- Opening Delimiter -
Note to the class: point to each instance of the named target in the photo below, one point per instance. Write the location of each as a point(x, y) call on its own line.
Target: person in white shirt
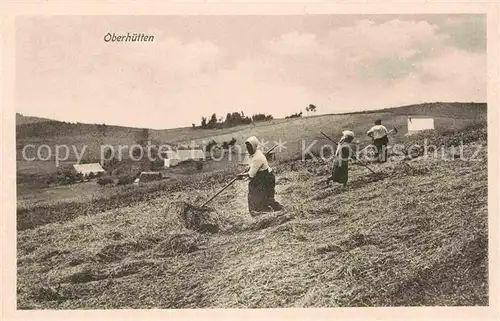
point(261, 187)
point(379, 135)
point(343, 154)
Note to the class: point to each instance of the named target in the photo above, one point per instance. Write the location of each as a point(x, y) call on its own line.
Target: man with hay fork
point(341, 160)
point(262, 181)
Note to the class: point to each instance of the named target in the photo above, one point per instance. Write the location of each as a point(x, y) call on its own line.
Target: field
point(414, 234)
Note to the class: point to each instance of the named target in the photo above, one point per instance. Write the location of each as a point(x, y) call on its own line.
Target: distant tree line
point(232, 119)
point(296, 115)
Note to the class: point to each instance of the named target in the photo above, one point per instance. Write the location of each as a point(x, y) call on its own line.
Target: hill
point(415, 234)
point(448, 115)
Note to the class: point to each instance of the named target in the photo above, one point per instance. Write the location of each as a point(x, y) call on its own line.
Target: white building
point(417, 124)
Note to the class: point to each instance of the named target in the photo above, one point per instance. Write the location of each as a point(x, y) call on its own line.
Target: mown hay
point(195, 218)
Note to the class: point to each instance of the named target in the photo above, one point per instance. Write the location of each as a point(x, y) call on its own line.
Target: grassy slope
point(416, 237)
point(448, 115)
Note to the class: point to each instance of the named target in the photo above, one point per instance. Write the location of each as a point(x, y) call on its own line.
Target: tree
point(103, 129)
point(213, 119)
- Closing Delimiter -
◆ Exercise
Without the pictures, repeat all the records word for word.

◆ Solution for this exercise
Note to the class: point to each instance of the named target in the photo below, one point per instance. Write the location of each as a point(x, y) call on its own line.
Target: person in white shirt
point(261, 187)
point(379, 135)
point(343, 154)
Note to the class: point to each instance of the named target in the photo above, one point per instance. Write the location of each as a point(x, y) call on its own line.
Target: man with hay fork
point(341, 160)
point(262, 181)
Note to the class: point to each instance of the named target in the photo above, one point per instance. Write the location of each as a point(x, y) call on its own line.
Target: field
point(414, 234)
Note to the class: point to each instance of the named target in the photo above, one point per instance. Write the location of each as a point(x, y) call on its own line.
Target: distant tree line
point(232, 119)
point(296, 115)
Note to the class: point to each instance of the named target in the photo above, one point per instance. Write the location of each as a point(x, y) call on its own line.
Target: hill
point(415, 234)
point(448, 115)
Note to the class: point to each instance of the named target in the photo above, one point per instance. Write the location of each as a point(x, y) call on its own line.
Target: white building
point(417, 124)
Note to the class: point to each instance of the named target in the photo above, one point per instance. Write the location of each as a point(x, y) call on its own line.
Target: mown hay
point(195, 218)
Note to the class: point to each instance of the named target in the photo above, one point per instance. Write the location of each as a point(x, y) call on its own line.
Target: grassy slope
point(416, 237)
point(448, 115)
Note to the class: point to each instance of the named target in the photo above, one point per instance. Write the location of each as a point(x, y) call on its own line.
Target: tree
point(103, 129)
point(213, 119)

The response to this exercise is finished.